- _Directive_
Count the lines in the listing below that contain the string "black", and reply with the number alone.

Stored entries
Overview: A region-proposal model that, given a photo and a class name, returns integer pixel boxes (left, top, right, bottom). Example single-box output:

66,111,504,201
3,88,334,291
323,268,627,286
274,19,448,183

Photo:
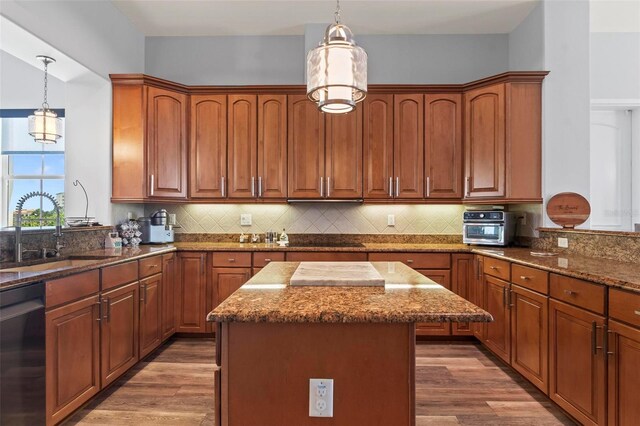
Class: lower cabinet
162,253,178,341
45,295,101,424
607,320,640,426
176,252,207,333
100,281,140,388
549,299,608,425
509,284,549,394
140,274,162,358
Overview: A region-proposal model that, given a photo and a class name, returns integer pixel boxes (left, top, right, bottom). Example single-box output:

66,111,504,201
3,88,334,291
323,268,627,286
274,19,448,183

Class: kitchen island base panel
216,322,415,426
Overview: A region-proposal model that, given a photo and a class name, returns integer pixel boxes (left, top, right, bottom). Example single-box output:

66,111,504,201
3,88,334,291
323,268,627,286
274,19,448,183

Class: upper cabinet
111,72,546,204
189,95,227,199
424,94,463,199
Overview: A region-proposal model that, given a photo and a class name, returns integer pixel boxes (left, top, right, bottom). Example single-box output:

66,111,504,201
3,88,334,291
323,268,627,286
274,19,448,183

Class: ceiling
112,0,538,36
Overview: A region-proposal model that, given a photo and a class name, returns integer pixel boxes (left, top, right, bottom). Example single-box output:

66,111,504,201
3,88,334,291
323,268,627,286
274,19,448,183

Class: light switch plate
240,213,251,226
309,379,333,417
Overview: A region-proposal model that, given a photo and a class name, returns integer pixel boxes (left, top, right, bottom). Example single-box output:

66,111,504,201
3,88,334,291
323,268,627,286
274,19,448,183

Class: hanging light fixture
29,55,62,144
307,0,367,114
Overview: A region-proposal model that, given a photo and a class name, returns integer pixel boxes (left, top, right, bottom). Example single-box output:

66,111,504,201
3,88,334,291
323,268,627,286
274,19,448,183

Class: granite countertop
207,262,493,323
472,248,640,292
0,245,176,290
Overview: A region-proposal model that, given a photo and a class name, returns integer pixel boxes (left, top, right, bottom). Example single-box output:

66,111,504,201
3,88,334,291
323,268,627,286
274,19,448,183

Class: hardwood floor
65,338,575,426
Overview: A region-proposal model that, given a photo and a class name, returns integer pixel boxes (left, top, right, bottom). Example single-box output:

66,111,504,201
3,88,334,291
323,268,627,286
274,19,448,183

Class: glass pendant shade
29,108,62,144
307,23,367,114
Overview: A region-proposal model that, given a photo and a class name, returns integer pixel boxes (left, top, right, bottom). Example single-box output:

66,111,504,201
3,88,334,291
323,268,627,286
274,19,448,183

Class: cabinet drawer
287,251,367,262
609,288,640,327
45,269,100,308
102,261,138,291
550,274,605,314
138,256,162,278
484,257,511,281
212,251,251,268
253,251,284,268
511,263,549,294
369,253,451,269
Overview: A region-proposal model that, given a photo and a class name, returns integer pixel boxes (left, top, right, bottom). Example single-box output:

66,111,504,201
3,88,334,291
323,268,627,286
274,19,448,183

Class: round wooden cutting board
547,192,591,228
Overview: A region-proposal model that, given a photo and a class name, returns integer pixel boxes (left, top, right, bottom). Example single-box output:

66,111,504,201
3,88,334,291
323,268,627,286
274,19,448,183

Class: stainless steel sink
0,258,104,272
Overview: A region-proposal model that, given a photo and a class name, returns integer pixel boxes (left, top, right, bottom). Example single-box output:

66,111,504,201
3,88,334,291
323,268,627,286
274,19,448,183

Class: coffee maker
138,209,175,244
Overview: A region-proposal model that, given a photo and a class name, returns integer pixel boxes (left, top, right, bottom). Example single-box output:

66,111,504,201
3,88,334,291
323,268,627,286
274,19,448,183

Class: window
0,109,65,228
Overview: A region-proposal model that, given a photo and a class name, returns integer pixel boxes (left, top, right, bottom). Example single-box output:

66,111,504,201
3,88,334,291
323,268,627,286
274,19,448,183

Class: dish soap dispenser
278,228,289,247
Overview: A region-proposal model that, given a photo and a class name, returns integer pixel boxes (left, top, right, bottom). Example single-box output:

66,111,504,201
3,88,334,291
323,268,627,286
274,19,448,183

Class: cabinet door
257,95,287,199
416,269,451,336
393,95,425,199
189,95,227,198
45,295,100,424
424,94,463,198
227,95,258,198
363,95,394,199
216,268,251,307
100,281,140,389
509,284,549,395
608,321,640,426
464,84,506,198
324,105,362,198
162,253,177,340
451,254,475,336
147,87,188,198
140,274,162,358
484,275,511,363
176,252,207,333
549,299,608,425
287,95,325,198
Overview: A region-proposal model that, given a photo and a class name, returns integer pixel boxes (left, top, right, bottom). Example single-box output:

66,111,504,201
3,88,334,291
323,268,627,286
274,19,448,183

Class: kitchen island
207,262,492,426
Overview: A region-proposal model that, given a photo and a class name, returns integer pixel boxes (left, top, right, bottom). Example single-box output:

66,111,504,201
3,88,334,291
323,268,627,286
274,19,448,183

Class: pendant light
307,0,367,114
29,55,62,144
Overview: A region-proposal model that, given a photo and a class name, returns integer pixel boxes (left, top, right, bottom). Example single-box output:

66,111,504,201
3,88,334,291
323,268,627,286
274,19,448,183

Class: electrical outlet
240,213,251,226
309,379,333,417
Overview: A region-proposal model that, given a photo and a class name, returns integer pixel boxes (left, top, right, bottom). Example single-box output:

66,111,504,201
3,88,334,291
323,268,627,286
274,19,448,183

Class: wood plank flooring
65,338,575,426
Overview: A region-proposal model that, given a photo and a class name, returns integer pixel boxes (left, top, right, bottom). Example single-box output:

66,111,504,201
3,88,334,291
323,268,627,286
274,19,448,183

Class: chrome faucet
14,191,63,263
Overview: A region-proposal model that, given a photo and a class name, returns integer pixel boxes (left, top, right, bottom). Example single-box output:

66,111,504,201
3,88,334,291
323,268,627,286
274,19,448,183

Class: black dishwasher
0,282,46,425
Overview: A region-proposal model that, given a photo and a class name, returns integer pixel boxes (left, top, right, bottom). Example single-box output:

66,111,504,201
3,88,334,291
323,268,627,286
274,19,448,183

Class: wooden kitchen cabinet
227,95,258,198
162,253,178,341
324,105,362,199
549,300,604,425
45,294,101,425
140,274,162,358
424,94,464,199
607,320,640,426
363,94,395,200
100,282,140,388
257,95,287,200
393,94,425,199
147,87,188,199
483,274,511,363
287,95,325,199
189,95,227,199
464,84,506,199
176,252,207,333
509,284,549,395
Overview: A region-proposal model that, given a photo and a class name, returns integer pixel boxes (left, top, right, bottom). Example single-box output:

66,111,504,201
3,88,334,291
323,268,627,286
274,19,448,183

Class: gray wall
145,31,509,85
145,36,304,85
590,33,640,99
0,0,144,78
509,2,544,71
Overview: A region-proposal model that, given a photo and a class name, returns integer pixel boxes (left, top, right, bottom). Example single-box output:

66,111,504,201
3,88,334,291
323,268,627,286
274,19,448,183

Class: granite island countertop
207,262,493,323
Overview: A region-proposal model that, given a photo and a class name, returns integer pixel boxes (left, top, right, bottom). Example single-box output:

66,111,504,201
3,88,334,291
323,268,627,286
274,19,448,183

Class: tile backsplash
145,203,465,234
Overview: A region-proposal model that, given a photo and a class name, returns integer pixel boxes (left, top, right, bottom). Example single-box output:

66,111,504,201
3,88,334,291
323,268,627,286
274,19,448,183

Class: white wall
0,0,144,78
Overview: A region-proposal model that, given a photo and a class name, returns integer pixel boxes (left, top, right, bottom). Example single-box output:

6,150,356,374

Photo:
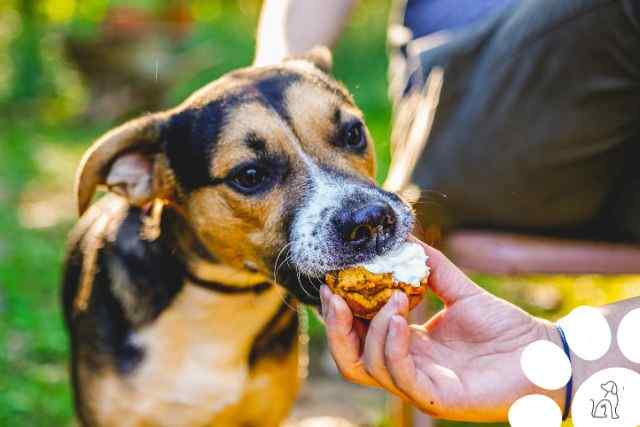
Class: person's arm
321,241,640,422
571,297,640,402
255,0,356,65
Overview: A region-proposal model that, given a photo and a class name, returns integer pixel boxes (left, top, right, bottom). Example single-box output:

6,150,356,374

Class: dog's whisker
273,242,293,283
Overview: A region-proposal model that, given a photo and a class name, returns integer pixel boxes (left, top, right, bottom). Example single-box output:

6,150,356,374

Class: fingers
320,286,379,386
384,315,424,400
362,292,409,399
416,240,483,305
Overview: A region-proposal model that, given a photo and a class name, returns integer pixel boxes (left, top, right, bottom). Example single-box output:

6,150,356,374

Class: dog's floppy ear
76,113,171,215
300,46,333,74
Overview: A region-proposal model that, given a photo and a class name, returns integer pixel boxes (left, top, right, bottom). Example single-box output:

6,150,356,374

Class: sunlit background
0,0,640,426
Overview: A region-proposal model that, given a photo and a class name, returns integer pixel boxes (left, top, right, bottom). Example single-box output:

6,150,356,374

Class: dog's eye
344,123,367,151
229,164,271,194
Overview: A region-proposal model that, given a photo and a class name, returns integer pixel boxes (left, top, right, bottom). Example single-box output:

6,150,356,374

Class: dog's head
77,49,413,301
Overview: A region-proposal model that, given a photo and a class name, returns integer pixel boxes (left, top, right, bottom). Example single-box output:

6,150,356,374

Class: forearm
543,298,640,418
255,0,356,65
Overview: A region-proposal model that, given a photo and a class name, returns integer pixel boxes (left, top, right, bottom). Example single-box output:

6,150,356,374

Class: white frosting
359,242,429,287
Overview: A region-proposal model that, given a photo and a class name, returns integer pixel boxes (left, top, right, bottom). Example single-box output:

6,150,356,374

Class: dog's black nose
336,202,396,246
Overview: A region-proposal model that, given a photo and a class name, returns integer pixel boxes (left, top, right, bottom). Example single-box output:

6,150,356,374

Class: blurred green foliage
0,0,639,427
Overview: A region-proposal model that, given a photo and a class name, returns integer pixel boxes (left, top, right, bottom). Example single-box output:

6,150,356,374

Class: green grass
0,5,638,426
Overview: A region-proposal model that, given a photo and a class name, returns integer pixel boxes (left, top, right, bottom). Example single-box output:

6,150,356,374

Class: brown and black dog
63,49,414,426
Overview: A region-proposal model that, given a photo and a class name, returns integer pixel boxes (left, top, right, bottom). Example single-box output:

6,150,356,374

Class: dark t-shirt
396,0,640,241
404,0,519,38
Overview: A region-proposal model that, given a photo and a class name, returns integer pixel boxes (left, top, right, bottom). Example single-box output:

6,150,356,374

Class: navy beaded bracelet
556,325,573,421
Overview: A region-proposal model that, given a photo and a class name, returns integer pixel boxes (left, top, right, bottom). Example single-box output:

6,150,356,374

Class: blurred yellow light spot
191,0,222,21
77,0,109,22
42,0,76,23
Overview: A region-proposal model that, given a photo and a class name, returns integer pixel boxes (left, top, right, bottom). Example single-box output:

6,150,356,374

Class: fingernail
327,297,338,318
389,316,400,337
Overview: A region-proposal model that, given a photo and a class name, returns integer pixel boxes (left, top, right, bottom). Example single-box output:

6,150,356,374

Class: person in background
255,0,640,421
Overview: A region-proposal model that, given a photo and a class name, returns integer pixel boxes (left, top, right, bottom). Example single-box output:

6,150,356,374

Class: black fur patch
254,74,301,124
186,271,273,295
107,207,185,320
162,99,226,192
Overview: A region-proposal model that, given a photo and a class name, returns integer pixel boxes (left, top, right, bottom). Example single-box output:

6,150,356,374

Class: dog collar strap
185,270,271,294
556,325,573,421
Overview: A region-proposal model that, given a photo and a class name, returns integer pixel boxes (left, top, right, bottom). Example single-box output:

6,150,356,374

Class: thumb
417,241,484,305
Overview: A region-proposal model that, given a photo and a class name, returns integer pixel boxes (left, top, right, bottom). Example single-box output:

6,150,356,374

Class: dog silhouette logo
589,381,620,420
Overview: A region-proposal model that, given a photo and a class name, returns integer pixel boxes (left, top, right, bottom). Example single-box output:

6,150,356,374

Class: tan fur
70,55,375,427
81,285,298,427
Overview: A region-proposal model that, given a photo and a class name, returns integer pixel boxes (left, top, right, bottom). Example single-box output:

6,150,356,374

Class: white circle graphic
509,394,562,427
558,306,611,360
520,340,571,390
571,368,640,427
618,308,640,363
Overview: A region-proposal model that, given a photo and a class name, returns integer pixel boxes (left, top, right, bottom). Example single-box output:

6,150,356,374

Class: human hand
321,245,564,421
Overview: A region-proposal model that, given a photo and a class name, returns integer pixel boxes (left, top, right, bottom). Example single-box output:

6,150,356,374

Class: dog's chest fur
89,285,282,426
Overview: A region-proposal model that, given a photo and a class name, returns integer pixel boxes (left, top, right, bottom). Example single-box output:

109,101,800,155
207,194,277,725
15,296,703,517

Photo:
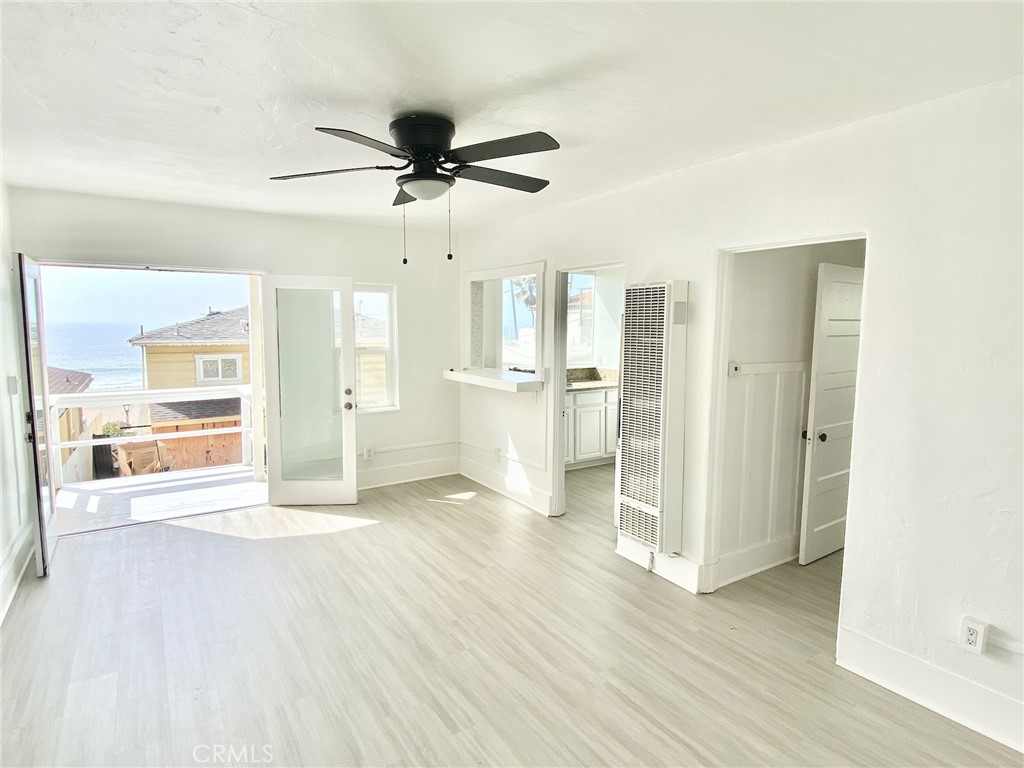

- _Result of this exercise_
4